_THE DATA_
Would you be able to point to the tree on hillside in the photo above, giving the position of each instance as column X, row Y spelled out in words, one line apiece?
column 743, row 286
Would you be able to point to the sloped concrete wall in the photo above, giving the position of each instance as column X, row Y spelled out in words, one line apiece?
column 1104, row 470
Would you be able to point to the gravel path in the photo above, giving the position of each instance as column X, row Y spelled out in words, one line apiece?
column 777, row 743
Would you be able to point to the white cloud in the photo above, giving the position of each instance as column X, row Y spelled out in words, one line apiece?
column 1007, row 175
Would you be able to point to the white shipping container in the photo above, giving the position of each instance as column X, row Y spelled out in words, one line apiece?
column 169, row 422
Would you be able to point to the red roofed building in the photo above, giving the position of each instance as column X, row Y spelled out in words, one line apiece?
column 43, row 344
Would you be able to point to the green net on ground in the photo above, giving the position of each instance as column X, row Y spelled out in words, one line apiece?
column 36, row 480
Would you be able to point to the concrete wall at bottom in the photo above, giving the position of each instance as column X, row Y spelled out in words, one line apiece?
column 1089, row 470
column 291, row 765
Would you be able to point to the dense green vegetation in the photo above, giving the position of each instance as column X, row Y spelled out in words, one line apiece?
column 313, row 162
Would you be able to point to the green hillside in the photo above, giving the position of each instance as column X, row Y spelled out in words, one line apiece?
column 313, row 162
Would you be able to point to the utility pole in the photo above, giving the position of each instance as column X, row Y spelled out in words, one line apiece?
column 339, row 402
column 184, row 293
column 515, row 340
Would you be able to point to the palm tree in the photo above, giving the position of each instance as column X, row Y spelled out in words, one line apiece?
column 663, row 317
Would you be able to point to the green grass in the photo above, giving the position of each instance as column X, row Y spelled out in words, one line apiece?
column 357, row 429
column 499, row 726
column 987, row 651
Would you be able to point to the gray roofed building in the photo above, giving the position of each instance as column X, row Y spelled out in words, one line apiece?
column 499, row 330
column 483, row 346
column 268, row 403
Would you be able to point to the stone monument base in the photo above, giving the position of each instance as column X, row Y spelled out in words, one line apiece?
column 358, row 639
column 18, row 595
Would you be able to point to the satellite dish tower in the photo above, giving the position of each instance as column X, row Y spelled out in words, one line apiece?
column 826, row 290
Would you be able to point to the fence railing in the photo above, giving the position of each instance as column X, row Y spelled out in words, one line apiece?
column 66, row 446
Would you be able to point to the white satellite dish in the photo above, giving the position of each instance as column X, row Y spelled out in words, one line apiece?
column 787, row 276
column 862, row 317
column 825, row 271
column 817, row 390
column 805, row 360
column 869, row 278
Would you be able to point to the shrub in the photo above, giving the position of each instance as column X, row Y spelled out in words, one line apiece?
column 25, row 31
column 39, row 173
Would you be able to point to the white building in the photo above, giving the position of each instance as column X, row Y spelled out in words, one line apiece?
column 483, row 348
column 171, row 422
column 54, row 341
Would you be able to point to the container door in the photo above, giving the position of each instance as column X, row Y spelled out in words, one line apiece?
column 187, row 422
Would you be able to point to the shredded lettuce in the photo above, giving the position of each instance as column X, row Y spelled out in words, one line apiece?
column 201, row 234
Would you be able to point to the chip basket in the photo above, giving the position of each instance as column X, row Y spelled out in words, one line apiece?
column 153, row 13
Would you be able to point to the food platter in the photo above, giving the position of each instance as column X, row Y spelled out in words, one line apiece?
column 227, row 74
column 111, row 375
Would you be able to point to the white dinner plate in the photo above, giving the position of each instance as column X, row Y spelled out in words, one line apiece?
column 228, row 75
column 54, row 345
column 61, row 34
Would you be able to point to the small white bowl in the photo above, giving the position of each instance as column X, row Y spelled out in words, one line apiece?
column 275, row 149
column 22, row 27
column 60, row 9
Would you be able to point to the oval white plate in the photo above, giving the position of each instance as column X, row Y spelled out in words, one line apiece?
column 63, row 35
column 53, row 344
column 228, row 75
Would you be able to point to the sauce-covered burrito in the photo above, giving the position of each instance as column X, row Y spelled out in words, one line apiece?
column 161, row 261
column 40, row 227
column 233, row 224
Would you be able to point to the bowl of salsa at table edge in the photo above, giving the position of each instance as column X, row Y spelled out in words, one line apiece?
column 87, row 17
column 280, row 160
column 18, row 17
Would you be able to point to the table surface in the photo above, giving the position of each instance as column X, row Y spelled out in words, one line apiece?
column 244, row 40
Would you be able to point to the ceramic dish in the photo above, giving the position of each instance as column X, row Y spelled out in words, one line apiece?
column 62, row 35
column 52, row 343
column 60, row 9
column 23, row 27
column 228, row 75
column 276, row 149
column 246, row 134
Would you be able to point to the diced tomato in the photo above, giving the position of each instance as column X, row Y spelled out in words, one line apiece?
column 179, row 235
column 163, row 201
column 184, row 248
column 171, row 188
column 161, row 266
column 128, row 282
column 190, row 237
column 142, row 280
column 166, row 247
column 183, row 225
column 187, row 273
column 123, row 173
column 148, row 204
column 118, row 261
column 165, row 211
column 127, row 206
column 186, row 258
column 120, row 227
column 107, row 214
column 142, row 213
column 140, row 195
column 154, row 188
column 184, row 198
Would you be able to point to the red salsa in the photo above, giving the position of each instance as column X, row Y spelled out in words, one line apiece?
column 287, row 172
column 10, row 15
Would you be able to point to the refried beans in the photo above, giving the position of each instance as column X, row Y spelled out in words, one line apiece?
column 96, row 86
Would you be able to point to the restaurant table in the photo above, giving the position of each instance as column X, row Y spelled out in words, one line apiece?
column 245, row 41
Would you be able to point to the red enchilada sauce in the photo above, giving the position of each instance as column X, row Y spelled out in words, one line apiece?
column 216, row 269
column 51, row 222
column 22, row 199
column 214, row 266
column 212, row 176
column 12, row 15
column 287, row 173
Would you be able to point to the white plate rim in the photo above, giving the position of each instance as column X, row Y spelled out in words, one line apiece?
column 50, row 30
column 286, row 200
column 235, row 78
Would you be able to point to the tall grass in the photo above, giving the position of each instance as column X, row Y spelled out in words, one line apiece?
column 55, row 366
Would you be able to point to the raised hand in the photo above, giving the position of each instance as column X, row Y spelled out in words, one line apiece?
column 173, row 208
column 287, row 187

_REQUIRED ACTION_
Going line by line, repeat the whole listing exactly.

_ANSWER SPACE_
Would you be able to point to the tree on hillside in the photo above, giving the position of each instance as column X, row Y spelled out in words, one line apiece?
column 743, row 286
Would you be able to point to the sloped concrete wall in the photo above, giving the position of each instance as column X, row Y spelled out in words, one line apiece?
column 1104, row 470
Would you be able to point to the gravel path in the photo above, giving the position of each instance as column X, row Y spelled out in words, one line apiece?
column 777, row 743
Would you be able to point to the white cloud in the photo above, giving the position of each instance as column X, row Y spelled out in words, one line apiece?
column 1007, row 175
Would you be able to point to the white shipping container in the photo above, giving the position of each instance as column X, row Y spelled out in words, one line apiece?
column 169, row 422
Would you be able to point to the red roofed building in the photo above, giving the position of each instance as column X, row Y spelled out in words, one line apiece?
column 43, row 344
Would you be able to point to the green net on ground in the photo above, giving the position of each instance as column X, row Y spelled out in words, one line apiece?
column 36, row 480
Would you be able to point to the concrete wall at bottom in the photo above, giving the position of each instance as column X, row Y spelled out in words, one line apiece?
column 1089, row 470
column 291, row 765
Would you be able to point to the dense green vegetation in the photo above, giving the position of each instance as column X, row Y spelled out in words, one line apiece?
column 313, row 162
Would you be able to point to the green hillside in the photo above, giving the position of each instance as column X, row Y spelled out in words, one line apiece?
column 313, row 162
Would you be able to point to the utility pole in the photo above, giving the position of each instance as column X, row Y spelled out in words, one line apiece?
column 339, row 402
column 184, row 293
column 515, row 340
Would you be able to point to the palm tree in the photo above, giving the position of each instance as column X, row Y spelled out in words, one line apiece?
column 663, row 317
Would you be able to point to the green grass in the photo above, giving the position of each instance as column X, row Y spelled out in words, one line apiece?
column 357, row 429
column 499, row 726
column 987, row 651
Would you be able to point to the gray roofed building in the photo above, giving the position of each instance as column X, row Y spelled out in words, one line apiece?
column 499, row 330
column 483, row 346
column 268, row 403
Would you be able to point to the stone monument base in the photo above, giving the position of each instance as column X, row Y spelled out in words, one line apiece?
column 358, row 639
column 18, row 595
Would you be able to point to the satellite dish tower in the photo above, giving the position of each instance as column X, row Y spelled out in words, one line apiece?
column 826, row 290
Would you be able to point to the fence railing in the photo above, giving the position of each instance as column X, row Y spelled out in words, one line apiece?
column 66, row 446
Would you be able to point to the white satellite dish in the photo above, giving the position of each instance as column X, row Y spelled out in words, one line apiece?
column 787, row 276
column 862, row 317
column 825, row 271
column 817, row 390
column 805, row 360
column 869, row 278
Would you be able to point to the shrub in the photo above, giving the position of each instance as column X, row Y spelled out in words, one line apiece?
column 25, row 31
column 39, row 173
Would you be able to point to the white building in the photo above, giving the position of each instance as column X, row Y spelled out in words, one line apiece?
column 483, row 348
column 171, row 422
column 54, row 341
Would you be able to point to the container door in the photo above, giving the position of each instance as column X, row Y spelled out in words, one line apiece?
column 187, row 422
Would you be able to point to the shredded lettuce in the photo above, giving the position of each instance as column X, row Y spelled out in words, one line apiece?
column 201, row 234
Would you be able to point to the chip basket in the photo above, giving the position of each instance as column X, row Y spelled out in words, one line apiece?
column 153, row 13
Would you be able to point to the food platter in the photo above, giving the position of each instance as column X, row Y spelled out in words, one line apiece?
column 227, row 74
column 111, row 375
Would you be able to point to the white dinner plate in the photo above, giving the position of each instance as column X, row Y spelled out in words, one line apiece?
column 228, row 75
column 54, row 345
column 61, row 34
Would you be able to point to the small white bowl in the photo above, giving the position of each instance as column X, row Y spelled out in words, one line apiece?
column 275, row 149
column 22, row 27
column 60, row 9
Would you be able to point to the oval white plate in the photo above, giving the position of each instance as column X, row Y spelled out in words, one line apiece?
column 63, row 35
column 53, row 344
column 228, row 75
Would you be able to point to the sauce-covered burrito in the photo above, giving the position of each instance as column X, row Y spelled out in words, one line apiece?
column 161, row 261
column 40, row 227
column 233, row 224
Would you be able to point to the bowl of salsa at table edge in the photo above, giving the position of each instance as column X, row Y spelled out in words, one line apiece?
column 87, row 17
column 280, row 160
column 18, row 17
Would you be able to point to the table surface in the photo above, giving the position of each instance as column X, row Y spelled out in words, one line apiece?
column 244, row 40
Would you be able to point to the ceramic dish in the photo above, giving the position of each instance as column X, row Y spelled out in words, one line apiece?
column 62, row 35
column 52, row 343
column 60, row 9
column 23, row 27
column 228, row 75
column 276, row 149
column 246, row 134
Would you be able to point to the diced tomato in the photo above, giving the position of each instance as column X, row Y spelled out in words, one line apiece?
column 179, row 235
column 163, row 201
column 184, row 248
column 171, row 188
column 161, row 266
column 128, row 282
column 190, row 237
column 142, row 280
column 166, row 247
column 183, row 225
column 187, row 273
column 123, row 173
column 148, row 204
column 118, row 261
column 165, row 211
column 127, row 206
column 186, row 258
column 120, row 227
column 107, row 214
column 142, row 213
column 140, row 195
column 154, row 188
column 184, row 198
Would you be able to point to the red salsa in the photo above, giving the position of each instance as column X, row Y spelled out in words, one line apiece?
column 287, row 172
column 10, row 15
Would you be able to point to the refried beans in the photo above, giving the position of each instance as column X, row Y spelled out in words, one line apiece?
column 96, row 86
Would you be able to point to the restaurant table in the photo above, giving the position of each instance as column X, row Y spelled out in words, one line apiece?
column 245, row 41
Would you be able to point to the red enchilada sauce in the photo above, giving the position of each instance as column X, row Y spelled out in words, one line apiece?
column 216, row 269
column 51, row 222
column 22, row 199
column 214, row 266
column 212, row 176
column 12, row 15
column 287, row 173
Would you be able to point to the white plate rim in the photo above, giving the position of each instance as column X, row Y spelled out in words, one line apiece?
column 50, row 30
column 286, row 200
column 235, row 78
Would you be able to point to the tall grass in the photo above, giving the position of each instance as column X, row Y spelled out in words, one line apiece?
column 55, row 366
Would you be able to point to the raised hand in the photo above, giving the position of each instance as column X, row Y spelled out in words, one line apiece?
column 173, row 208
column 287, row 187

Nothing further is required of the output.